ПУНКТ ЗАДАНИЯ 1 – Согласуются ли с текстом о структуре книги эти утверждения: (a) критерий поддержки системой референций носит молекуляристский характер; (b) процессуально-каузальная теория референции предлагается во второй главе; (c) требованию онтологической нейтральности лучше всего отвечает корреспондентная концепция истины? На каждое ответьте «да» или «нет» и приведите решающие слова текста в точной цитате.
ПУНКТ ЗАДАНИЯ 2 – Назовите все темы, которым, согласно тексту о структуре книги, в главе 1 отведено особое внимание.
ПУНКТ ЗАДАНИЯ 3 – Продолжите текст о структуре книги, начав сразу после его последнего предложения.

ТЕКСТ ДЛЯ РАЗБОРА –
──────────────────────────────

Соответственно, структура книги выглядит следующим образом. Глава 1 содержит введение в проблематику и предварительные результаты, являющиеся исходными посылками для дальнейшего анализа. Особое внимание здесь отведено принципу онтологической относительности и связанному с ним требованию онтологической нейтральности референции, дистинкции между метафизическим реализмом и реализмом относительно истины, а также вопросу о связи успешности референции и истинности референциальных высказываний. Показано, что для выполнения требования онтологической нейтральности используемая при подобном анализе теория истины должна иметь определенную форму, которой лучше всего отвечает когерентная концепция истины. Во второй главе обсуждаются различные варианты критериев референциальности, их возможные претензии на достаточность, взаимопересечения и взаимозависимости; показано, что объемлющим является критерий поддержки системой референций, носящий молекуляристский характер. Наконец, в третьей главе предпринимается попытка дать такое объяснение референции, которое соответствовало бы этому критерию и другим предшествующим результатам. В качестве такого объяснения предлагается процессуально-каузальная теория референции.

──────────────────────────────

СВЕДЕНИЯ –
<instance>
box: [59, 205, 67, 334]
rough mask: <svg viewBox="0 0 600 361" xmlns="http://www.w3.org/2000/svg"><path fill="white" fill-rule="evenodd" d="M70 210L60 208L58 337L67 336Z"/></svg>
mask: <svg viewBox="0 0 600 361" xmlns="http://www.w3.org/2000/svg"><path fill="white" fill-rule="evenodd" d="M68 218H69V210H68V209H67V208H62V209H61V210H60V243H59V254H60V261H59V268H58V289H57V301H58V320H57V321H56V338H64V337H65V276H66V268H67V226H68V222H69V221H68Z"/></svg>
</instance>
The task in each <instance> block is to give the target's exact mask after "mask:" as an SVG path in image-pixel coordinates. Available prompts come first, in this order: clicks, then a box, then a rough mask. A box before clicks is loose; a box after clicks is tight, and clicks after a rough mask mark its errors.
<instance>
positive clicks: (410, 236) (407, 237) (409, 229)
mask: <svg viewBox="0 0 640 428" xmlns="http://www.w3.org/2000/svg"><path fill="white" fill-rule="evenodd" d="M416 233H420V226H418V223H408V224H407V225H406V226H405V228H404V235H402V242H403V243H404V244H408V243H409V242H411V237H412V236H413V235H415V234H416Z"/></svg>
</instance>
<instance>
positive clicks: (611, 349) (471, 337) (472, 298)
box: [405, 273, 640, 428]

──────────────────────────────

ОТВЕТ 1 –
(a) Да: «объемлющим является критерий поддержки системой референций, носящий молекуляристский характер».
(b) Нет: «в третьей главе предпринимается попытка дать такое объяснение референции», «В качестве такого объяснения предлагается процессуально-каузальная теория референции».
(c) Нет: «которой лучше всего отвечает когерентная концепция истины».

ОТВЕТ 2 –
1. Принцип онтологической относительности.
2. Связанное с ним требование онтологической нейтральности референции.
3. Дистинкция между метафизическим реализмом и реализмом относительно истины.
4. Вопрос о связи успешности референции и истинности референциальных высказываний.

ОТВЕТ 3 –
[1] В связи с различением между узкой и расширенной трактовками референции уместно будет указать и на коррелирующее с ним различие между терминами «предмет» и «объект», которое отражено в этом нашем их употреблении: под предметом предполагается понимать все, что может быть референциально связанным с выражениями языка, независимо от своего онтологического статуса, тогда как «объект» здесь обозначает не только качественно, но и нумерически, отличную то других единицу реальности, т.е. референт, индивидуация которого зависит от онтологического статуса, предписываемого соответствующими – предметными – качествами.

[2] Или квази-уровне – если считать, например, что психология и физика разделены непреодолимой эпистемологической пропастью: так, что психофизические законы невозможны.

[3] Например, не исключено, что так обстоят дела в случае вопросов, подобных такому: «Как возможно механическое взаимодействие?» Постольку, поскольку ответ на него – теория – он, как предполагается, не может быть удовлетворительным, если он не включает ссылку на законы, которые сами как раз включают в свой состав описания механизма взаимодействия (или по крайней мере предполагают их).

[4] Между тем, теория референции, не исключено, вполне может явно претендовать на нечто большее, чме просто соблюдение минимального требования в описанном выше смысле, а именно – на раскрытие некоего механизма референции, описываемого тогда, например, в физических или психологических терминах – или предполагать его имплицитно. Такие претензии могут быть чреваты признанием невозможности решения семантических вопросов отдельно от решения психологических, физических или каких угодно дополнительных по отношению к семантическим вопросов, какие только могут казаться существенными для выяснения «механизма» референциальности при подобном подходе.